--- Testo fornito ---

Una scelta lunga 25 metri
di Roberto Avanzini
E’ inutile, ci casco tutte le volte!
Mi do arie
alpinistiche, compro mezze corde da 60 metri, friends, dadi, chiodi da
granito e da calcare,
scarpette ampie e comode,
rinvii lunghi, anelli di kewlar... ma alla fine tutto rimane in soffitta
in cerca di improbabili ascese all’interno dell’armadio. Il motivo di questo capitale mal investito è uno solo, fin da fanciullo sono
posseduto da un sulfureo e inestirpabile demone, la cosiddetta
“arrampicata sportiva”.
Ormai prossimo alla soglia dei quarant’anni, con
molti capelli bianchi e qualche doloretto alle giunture, ogni marzo, prendo
imbrago e magnesio per tremebondo cominciare la ricerca della forma
perduta durante l’inverno.
Il “Mio Luogo” mi aspetta: pareti più o
meno verticali ma accomunate da un’unica e solida caratteristica: dei
bei chiodi molto vicini l’uno all’altro.
Perché? Semplice, perché è bellissimo!
Risalire una stradina in mezzo al bosco mentre
sulla pelle scorrono d’incanto strani disegni proiettati dalle lame di
luce che filtrano tra gli alberi.
La totale, perfetta e spaventosa bellezza della
roccia; a volte è come attraversare un quadro, dove le forme rivelano una
complessità e armonia del tutto irripetibile.
Percorrere un lungo mare di
pochi metri dove gli appigli sono isole che a volte consentono un
tranquillo sbarco favorito dall’alta marea dell’armonia motoria, altre
ti accolgono un attimo prima del naufragio nel gorgo della gravità.

---

— Compiti da svolgere —
A. Trascrivi dal testo sull'arrampicata sportiva la parte che si apre con le parole "Ormai prossimo alla" e si chiude con "tra gli alberi.".
B. Porta avanti il testo sull'arrampicata sportiva, riprendendo dal punto in cui si ferma.

--- Informazioni estratte ---

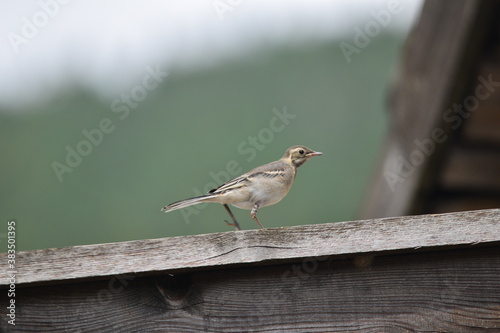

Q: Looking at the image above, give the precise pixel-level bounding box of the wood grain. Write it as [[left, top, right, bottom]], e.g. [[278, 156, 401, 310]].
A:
[[0, 209, 500, 287], [361, 0, 497, 218], [0, 246, 500, 333]]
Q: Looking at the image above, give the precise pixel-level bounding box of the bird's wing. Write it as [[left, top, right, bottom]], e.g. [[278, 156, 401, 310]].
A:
[[208, 174, 249, 194], [208, 161, 288, 194]]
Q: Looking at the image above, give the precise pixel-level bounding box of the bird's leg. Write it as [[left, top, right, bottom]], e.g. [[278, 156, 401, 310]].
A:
[[222, 204, 241, 230], [250, 201, 265, 229]]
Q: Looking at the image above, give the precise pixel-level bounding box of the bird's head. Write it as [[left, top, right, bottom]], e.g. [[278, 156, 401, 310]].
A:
[[283, 146, 323, 168]]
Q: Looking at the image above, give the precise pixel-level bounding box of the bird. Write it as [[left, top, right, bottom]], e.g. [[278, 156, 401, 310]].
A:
[[161, 146, 323, 230]]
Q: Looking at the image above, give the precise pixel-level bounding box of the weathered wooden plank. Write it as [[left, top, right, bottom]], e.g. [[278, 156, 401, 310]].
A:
[[0, 245, 500, 333], [0, 209, 500, 286], [439, 146, 500, 189], [361, 0, 496, 218]]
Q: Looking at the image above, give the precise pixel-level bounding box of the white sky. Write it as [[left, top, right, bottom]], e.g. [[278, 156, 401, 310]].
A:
[[0, 0, 422, 111]]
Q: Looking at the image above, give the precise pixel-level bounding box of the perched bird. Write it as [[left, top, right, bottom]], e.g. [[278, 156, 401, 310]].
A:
[[161, 146, 323, 230]]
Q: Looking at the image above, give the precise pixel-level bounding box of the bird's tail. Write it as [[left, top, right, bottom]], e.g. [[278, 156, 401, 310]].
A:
[[161, 194, 218, 213]]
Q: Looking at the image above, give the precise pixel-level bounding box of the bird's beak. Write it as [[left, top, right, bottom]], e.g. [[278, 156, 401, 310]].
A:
[[307, 151, 323, 157]]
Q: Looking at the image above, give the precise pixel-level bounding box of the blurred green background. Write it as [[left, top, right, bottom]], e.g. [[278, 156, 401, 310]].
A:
[[0, 34, 404, 250], [0, 0, 421, 251]]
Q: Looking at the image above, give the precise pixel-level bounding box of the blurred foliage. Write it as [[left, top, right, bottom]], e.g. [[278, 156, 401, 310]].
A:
[[0, 35, 403, 250]]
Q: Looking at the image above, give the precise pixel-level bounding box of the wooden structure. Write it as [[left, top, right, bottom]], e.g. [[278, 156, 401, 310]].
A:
[[361, 0, 500, 218], [0, 209, 500, 333], [0, 0, 500, 333]]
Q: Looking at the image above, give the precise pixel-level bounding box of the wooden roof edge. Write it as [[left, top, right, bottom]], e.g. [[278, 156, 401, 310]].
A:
[[0, 209, 500, 287]]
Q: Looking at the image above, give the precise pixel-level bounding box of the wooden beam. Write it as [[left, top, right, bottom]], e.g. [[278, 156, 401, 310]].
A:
[[361, 0, 497, 218], [0, 239, 500, 333], [0, 209, 500, 287]]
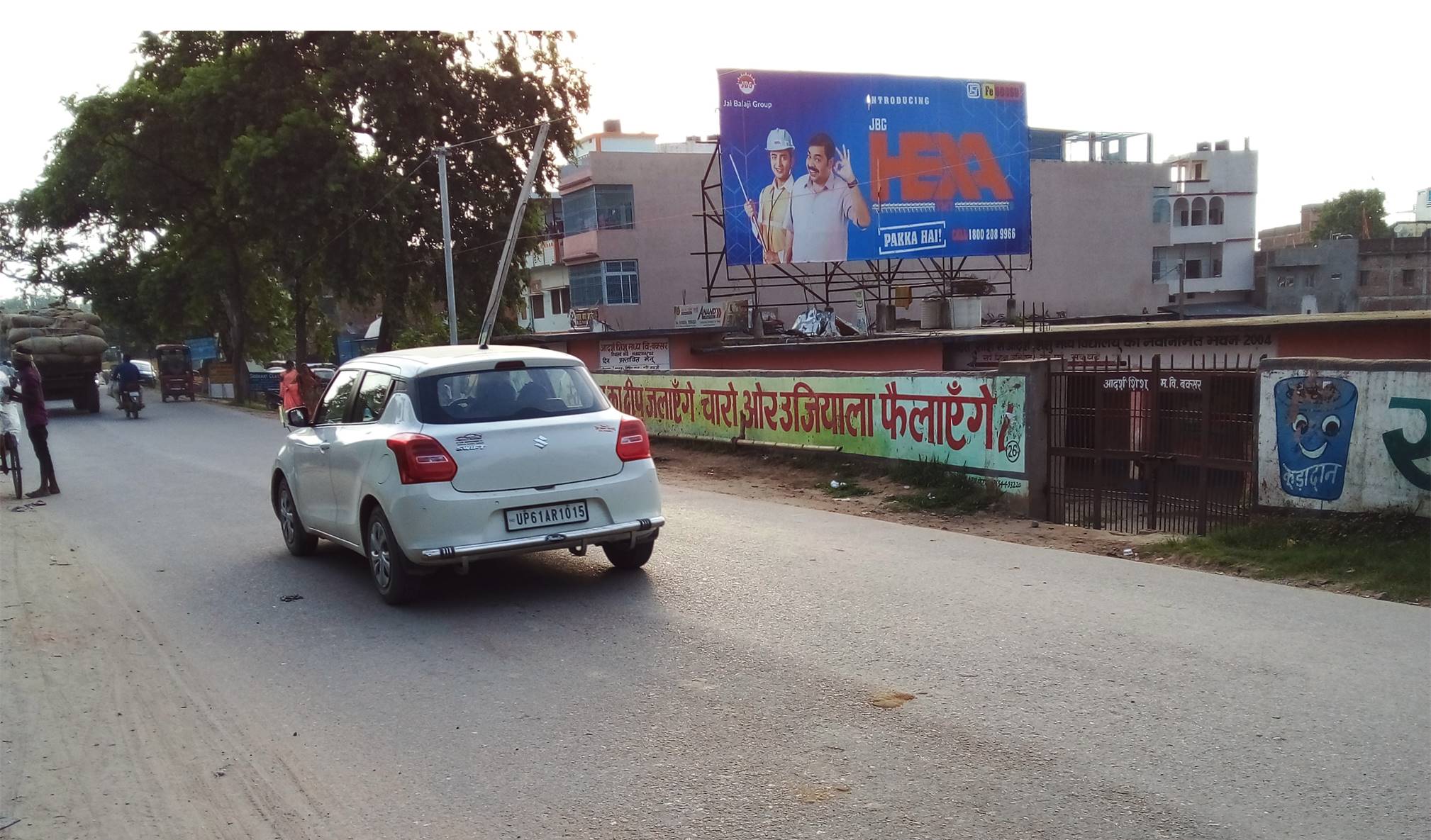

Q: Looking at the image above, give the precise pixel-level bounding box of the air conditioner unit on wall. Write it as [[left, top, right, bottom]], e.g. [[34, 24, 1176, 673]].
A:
[[949, 298, 983, 329]]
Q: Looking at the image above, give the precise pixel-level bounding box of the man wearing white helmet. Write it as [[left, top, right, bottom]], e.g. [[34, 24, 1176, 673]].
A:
[[745, 129, 796, 262]]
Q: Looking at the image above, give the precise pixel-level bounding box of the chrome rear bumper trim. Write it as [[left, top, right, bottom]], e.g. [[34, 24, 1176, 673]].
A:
[[422, 517, 665, 562]]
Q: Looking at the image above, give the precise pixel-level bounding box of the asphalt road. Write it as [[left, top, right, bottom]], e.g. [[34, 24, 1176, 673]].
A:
[[0, 398, 1431, 840]]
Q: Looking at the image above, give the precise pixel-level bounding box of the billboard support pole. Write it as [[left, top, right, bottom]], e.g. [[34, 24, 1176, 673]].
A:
[[478, 123, 551, 349], [436, 146, 457, 345]]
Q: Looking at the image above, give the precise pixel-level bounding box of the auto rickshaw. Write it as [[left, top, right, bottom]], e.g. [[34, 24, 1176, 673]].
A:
[[155, 345, 197, 402]]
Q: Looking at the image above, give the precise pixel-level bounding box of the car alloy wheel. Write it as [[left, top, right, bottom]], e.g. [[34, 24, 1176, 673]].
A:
[[368, 517, 392, 593], [277, 483, 298, 545]]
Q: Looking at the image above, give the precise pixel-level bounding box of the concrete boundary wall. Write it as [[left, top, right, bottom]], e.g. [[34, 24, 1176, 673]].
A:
[[592, 362, 1050, 513], [1258, 358, 1431, 517]]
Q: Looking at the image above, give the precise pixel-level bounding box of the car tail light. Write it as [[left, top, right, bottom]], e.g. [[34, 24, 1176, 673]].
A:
[[617, 416, 651, 461], [388, 432, 457, 483]]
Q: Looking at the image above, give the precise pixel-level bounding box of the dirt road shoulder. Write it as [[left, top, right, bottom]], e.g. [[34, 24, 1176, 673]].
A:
[[0, 503, 349, 840]]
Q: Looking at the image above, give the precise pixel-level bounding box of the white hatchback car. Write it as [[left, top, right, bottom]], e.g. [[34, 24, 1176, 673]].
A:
[[272, 347, 665, 604]]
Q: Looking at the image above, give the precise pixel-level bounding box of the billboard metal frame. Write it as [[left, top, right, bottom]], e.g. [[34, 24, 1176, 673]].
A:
[[691, 140, 1033, 312]]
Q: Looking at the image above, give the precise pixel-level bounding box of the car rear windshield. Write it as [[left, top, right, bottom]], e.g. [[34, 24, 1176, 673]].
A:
[[418, 368, 607, 424]]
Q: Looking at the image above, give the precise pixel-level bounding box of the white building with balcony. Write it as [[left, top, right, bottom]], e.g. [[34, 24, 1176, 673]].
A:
[[518, 233, 571, 332], [1152, 140, 1257, 312]]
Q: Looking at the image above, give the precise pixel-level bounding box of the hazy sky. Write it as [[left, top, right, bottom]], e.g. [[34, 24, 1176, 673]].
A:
[[0, 0, 1431, 293]]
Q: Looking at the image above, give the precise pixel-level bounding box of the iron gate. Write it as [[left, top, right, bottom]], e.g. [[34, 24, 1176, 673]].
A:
[[1049, 357, 1257, 534]]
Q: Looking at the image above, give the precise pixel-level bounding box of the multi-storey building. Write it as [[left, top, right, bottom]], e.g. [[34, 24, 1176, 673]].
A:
[[1154, 140, 1257, 313], [523, 121, 713, 332]]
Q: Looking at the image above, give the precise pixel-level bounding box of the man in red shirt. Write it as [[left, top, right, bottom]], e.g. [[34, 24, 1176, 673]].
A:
[[10, 354, 60, 500]]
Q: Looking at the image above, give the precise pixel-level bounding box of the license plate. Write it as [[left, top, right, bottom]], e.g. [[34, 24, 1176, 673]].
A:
[[505, 501, 588, 531]]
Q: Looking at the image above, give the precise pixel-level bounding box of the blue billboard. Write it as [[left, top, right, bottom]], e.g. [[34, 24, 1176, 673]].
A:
[[718, 70, 1029, 264]]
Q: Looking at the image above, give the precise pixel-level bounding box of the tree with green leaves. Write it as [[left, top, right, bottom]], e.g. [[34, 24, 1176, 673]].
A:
[[1313, 189, 1391, 242], [9, 31, 588, 398]]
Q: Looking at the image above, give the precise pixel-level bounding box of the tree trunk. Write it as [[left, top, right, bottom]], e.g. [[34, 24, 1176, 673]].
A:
[[219, 242, 249, 402], [378, 281, 405, 354], [294, 278, 309, 362]]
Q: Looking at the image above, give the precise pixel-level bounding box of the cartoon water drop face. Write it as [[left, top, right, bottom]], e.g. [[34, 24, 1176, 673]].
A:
[[1272, 376, 1357, 501]]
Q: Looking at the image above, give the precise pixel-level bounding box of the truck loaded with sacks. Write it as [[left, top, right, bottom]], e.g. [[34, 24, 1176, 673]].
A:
[[0, 305, 108, 413]]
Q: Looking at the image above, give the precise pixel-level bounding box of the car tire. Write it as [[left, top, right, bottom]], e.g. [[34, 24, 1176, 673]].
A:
[[601, 539, 655, 571], [273, 478, 318, 556], [362, 508, 419, 605]]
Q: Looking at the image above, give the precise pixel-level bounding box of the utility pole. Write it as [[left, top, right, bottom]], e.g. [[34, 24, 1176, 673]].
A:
[[478, 123, 551, 349], [436, 146, 457, 345]]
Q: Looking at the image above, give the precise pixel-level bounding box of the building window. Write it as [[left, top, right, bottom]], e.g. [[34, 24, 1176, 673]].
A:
[[567, 263, 603, 306], [542, 196, 565, 236], [571, 259, 641, 306], [606, 259, 641, 305], [561, 183, 635, 236]]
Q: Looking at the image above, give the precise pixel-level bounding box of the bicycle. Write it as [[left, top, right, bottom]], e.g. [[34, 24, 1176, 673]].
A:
[[0, 432, 24, 500]]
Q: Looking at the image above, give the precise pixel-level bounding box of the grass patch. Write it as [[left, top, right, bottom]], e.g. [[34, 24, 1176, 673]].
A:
[[1145, 515, 1431, 601], [889, 458, 1001, 514], [818, 481, 874, 500]]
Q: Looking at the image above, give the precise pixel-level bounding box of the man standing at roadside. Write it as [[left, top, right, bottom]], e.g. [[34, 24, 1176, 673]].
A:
[[10, 354, 60, 500], [790, 132, 870, 262]]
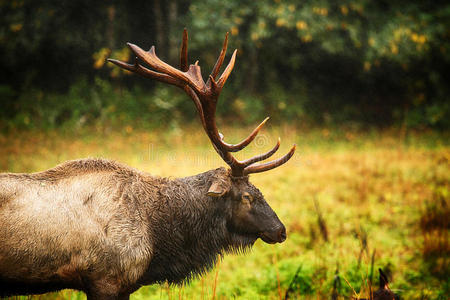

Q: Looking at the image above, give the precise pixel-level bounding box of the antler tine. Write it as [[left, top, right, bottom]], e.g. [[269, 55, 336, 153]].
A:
[[216, 117, 269, 152], [107, 58, 184, 87], [206, 32, 228, 85], [180, 28, 189, 72], [240, 138, 281, 168], [217, 49, 237, 89], [127, 43, 205, 94], [242, 144, 297, 176]]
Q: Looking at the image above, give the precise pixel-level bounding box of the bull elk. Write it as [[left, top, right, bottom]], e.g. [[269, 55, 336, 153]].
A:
[[0, 30, 295, 299]]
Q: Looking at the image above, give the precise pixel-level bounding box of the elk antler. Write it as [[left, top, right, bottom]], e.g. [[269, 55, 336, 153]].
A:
[[108, 29, 295, 177]]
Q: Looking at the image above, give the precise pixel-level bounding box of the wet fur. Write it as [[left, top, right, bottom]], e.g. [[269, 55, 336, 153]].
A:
[[0, 159, 262, 299]]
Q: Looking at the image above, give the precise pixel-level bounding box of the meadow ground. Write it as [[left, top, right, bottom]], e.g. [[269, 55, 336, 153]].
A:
[[0, 124, 450, 300]]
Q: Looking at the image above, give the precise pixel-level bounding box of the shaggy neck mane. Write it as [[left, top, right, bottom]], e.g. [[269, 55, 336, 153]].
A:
[[144, 168, 254, 284]]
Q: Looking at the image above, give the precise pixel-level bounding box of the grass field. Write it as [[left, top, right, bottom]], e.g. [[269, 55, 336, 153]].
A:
[[0, 124, 450, 300]]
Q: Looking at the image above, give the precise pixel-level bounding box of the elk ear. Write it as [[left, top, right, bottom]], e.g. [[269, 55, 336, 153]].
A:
[[206, 178, 230, 197]]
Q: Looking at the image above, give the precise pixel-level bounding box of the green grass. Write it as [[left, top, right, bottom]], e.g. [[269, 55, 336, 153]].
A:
[[0, 124, 450, 299]]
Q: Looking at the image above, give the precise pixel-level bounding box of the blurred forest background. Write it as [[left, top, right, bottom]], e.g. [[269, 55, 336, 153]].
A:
[[0, 0, 450, 130]]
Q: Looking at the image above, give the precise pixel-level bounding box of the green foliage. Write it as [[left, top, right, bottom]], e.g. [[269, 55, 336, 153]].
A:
[[0, 0, 450, 129]]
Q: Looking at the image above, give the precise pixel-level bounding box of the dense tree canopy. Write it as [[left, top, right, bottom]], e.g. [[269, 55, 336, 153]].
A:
[[0, 0, 450, 128]]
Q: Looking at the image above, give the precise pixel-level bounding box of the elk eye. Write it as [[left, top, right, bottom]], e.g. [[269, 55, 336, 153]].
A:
[[242, 193, 253, 203]]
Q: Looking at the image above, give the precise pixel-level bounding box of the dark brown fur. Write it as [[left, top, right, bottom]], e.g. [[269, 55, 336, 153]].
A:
[[0, 159, 285, 299]]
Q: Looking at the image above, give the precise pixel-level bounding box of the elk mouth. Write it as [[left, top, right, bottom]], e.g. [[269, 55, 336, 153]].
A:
[[259, 226, 286, 244]]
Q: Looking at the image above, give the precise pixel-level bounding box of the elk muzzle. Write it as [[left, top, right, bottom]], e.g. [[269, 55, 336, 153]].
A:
[[260, 222, 286, 244]]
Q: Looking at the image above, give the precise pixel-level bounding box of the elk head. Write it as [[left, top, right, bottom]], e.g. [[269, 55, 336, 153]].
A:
[[108, 29, 296, 243]]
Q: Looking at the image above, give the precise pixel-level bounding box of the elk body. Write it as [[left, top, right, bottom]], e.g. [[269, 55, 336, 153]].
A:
[[0, 31, 295, 299]]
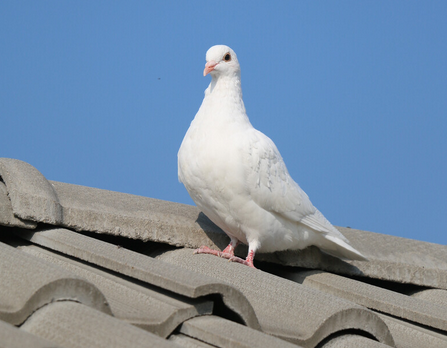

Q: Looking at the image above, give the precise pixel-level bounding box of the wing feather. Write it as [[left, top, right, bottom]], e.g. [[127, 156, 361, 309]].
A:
[[246, 129, 318, 224]]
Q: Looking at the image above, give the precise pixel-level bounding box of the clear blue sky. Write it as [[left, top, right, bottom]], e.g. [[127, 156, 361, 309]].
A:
[[0, 0, 447, 244]]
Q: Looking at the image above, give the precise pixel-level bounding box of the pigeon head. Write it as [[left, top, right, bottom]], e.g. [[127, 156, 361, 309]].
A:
[[203, 45, 241, 78]]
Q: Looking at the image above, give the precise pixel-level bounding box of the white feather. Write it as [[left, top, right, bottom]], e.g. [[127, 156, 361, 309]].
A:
[[178, 45, 365, 259]]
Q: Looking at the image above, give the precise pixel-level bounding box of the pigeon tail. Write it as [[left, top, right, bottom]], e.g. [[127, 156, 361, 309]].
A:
[[321, 234, 368, 261]]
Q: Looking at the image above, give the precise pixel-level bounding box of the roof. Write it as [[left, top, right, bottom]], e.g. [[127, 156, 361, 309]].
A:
[[0, 158, 447, 348]]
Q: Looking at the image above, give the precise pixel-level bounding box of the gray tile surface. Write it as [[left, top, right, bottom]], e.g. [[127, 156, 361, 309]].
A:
[[21, 245, 213, 337], [321, 335, 389, 348], [0, 320, 59, 348], [379, 314, 447, 348], [0, 178, 37, 228], [21, 301, 178, 348], [0, 158, 62, 224], [0, 243, 111, 325], [411, 289, 447, 306], [289, 271, 447, 330], [157, 249, 393, 346], [0, 158, 447, 348], [18, 229, 260, 329], [180, 316, 297, 348], [0, 158, 447, 289]]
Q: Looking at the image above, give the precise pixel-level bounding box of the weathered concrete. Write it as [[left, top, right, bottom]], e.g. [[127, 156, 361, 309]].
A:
[[169, 333, 216, 348], [17, 228, 260, 329], [0, 320, 59, 348], [22, 301, 178, 348], [411, 289, 447, 306], [21, 245, 213, 337], [321, 335, 389, 348], [0, 243, 111, 325], [180, 316, 297, 348], [287, 271, 447, 330], [5, 158, 447, 289], [0, 181, 37, 229], [157, 249, 393, 347], [0, 158, 62, 225], [379, 314, 447, 348]]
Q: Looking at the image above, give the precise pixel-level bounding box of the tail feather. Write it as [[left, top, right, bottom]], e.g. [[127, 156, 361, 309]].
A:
[[323, 234, 368, 261]]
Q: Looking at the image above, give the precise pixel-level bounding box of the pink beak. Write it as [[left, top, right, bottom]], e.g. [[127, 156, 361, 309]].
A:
[[203, 60, 217, 76]]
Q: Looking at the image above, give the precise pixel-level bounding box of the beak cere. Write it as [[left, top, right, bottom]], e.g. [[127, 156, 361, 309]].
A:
[[203, 60, 217, 76]]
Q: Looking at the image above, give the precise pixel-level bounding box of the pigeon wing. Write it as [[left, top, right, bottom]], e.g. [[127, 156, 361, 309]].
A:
[[246, 129, 332, 232]]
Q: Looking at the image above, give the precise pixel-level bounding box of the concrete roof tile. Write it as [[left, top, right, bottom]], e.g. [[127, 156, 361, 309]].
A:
[[0, 178, 37, 228], [21, 301, 178, 348], [0, 320, 58, 348], [0, 158, 447, 289], [288, 271, 447, 330], [378, 313, 447, 348], [169, 333, 216, 348], [320, 334, 389, 348], [0, 239, 110, 324], [0, 158, 62, 224], [21, 245, 213, 337], [17, 228, 260, 329], [157, 249, 393, 346], [411, 289, 447, 308], [179, 315, 297, 348]]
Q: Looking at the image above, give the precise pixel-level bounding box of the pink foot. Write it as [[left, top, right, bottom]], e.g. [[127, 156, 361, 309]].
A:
[[194, 244, 256, 268], [194, 246, 234, 259], [228, 256, 256, 269]]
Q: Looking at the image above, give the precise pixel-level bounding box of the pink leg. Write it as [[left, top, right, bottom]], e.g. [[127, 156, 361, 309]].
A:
[[194, 238, 239, 259], [229, 250, 256, 268]]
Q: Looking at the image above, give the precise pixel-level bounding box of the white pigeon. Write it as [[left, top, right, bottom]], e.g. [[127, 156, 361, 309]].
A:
[[178, 45, 366, 267]]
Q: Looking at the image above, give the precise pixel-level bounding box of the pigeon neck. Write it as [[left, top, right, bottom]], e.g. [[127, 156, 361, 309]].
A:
[[208, 75, 245, 109]]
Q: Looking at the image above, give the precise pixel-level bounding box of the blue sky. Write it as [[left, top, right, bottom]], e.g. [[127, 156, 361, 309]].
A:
[[0, 0, 447, 244]]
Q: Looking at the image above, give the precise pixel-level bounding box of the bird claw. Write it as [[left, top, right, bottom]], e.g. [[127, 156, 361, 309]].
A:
[[228, 256, 256, 269]]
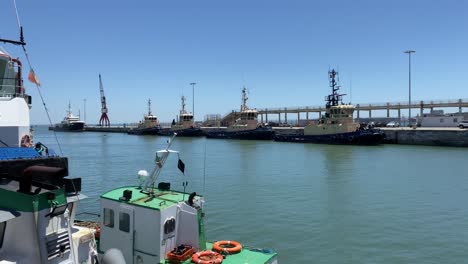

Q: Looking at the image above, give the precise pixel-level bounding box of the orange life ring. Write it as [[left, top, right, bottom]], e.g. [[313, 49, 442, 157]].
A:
[[192, 250, 223, 264], [213, 240, 242, 254], [21, 135, 31, 148]]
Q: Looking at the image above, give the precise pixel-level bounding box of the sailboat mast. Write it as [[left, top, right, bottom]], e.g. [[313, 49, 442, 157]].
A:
[[241, 86, 249, 112]]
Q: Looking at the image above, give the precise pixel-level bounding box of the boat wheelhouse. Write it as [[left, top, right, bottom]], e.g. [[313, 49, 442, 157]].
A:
[[159, 96, 204, 137], [128, 99, 161, 135]]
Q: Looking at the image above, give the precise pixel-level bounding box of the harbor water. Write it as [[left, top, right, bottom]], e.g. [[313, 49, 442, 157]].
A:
[[34, 126, 468, 263]]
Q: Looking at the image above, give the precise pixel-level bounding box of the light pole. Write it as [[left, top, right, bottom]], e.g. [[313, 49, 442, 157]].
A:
[[190, 83, 197, 119], [404, 50, 416, 125], [83, 98, 86, 124]]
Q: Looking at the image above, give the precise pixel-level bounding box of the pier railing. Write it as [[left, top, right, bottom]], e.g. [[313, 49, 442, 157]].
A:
[[243, 99, 468, 114]]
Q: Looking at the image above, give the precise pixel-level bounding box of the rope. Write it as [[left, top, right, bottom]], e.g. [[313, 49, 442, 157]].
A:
[[13, 0, 64, 156]]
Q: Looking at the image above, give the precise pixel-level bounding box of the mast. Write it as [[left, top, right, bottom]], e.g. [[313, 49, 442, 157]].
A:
[[148, 99, 151, 116], [241, 86, 249, 112], [325, 69, 345, 109], [99, 74, 110, 126], [67, 101, 71, 116], [180, 95, 187, 115]]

---

— Risultati dei compiti —
A.
Ormai prossimo alla soglia dei quarant’anni, con
molti capelli bianchi e qualche doloretto alle giunture, ogni marzo, prendo
imbrago e magnesio per tremebondo cominciare la ricerca della forma
perduta durante l’inverno.
Il “Mio Luogo” mi aspetta: pareti più o
meno verticali ma accomunate da un’unica e solida caratteristica: dei
bei chiodi molto vicini l’uno all’altro.
Perché? Semplice, perché è bellissimo!
Risalire una stradina in mezzo al bosco mentre
sulla pelle scorrono d’incanto strani disegni proiettati dalle lame di
luce che filtrano tra gli alberi.

B.
Le sensazioni tattili dell’arrampicare, il
sentire sotto le dita la grana diversa ad ogni metro, la pressione sulla
pelle che cambia ad ogni piccola o grande discontinuità della parete;
perfino i poveri piedi, tanto dimenticati nella vita di tutti i giorni,
hanno il loro momento di gloria e grazie alla lasciva complicità di
misteriosi intrugli gommacei inglobano piccole asperità
per scaricare quel poco o tanto peso che fa sempre la differenza
tra il salire e il fermarsi.
La totale onestà di quello che fai, niente aiuti,
scalette, cose da tirare o spingere; solo alcuni rinvii, la corda,
l’imbrago e le scarpe, o sali o non sali.
La pazienza e l’umiltà che occorrono spesso per
riuscire; sudare e arrivare al limite per fare 4 o 5 movimenti che non conducono da nessuna parte, nessuna cima, nessuna
parete dal nome altisonante da inserire nel curriculum, solo la
soddisfazione personale di aver composto una sequenza complessa di
spostamenti e aver resistito alle streghe che ti sussurrano che si, quel
rinvio lo potresti anche afferrare, tanto ormai sei alto e non ti vedrebbe
nessuno.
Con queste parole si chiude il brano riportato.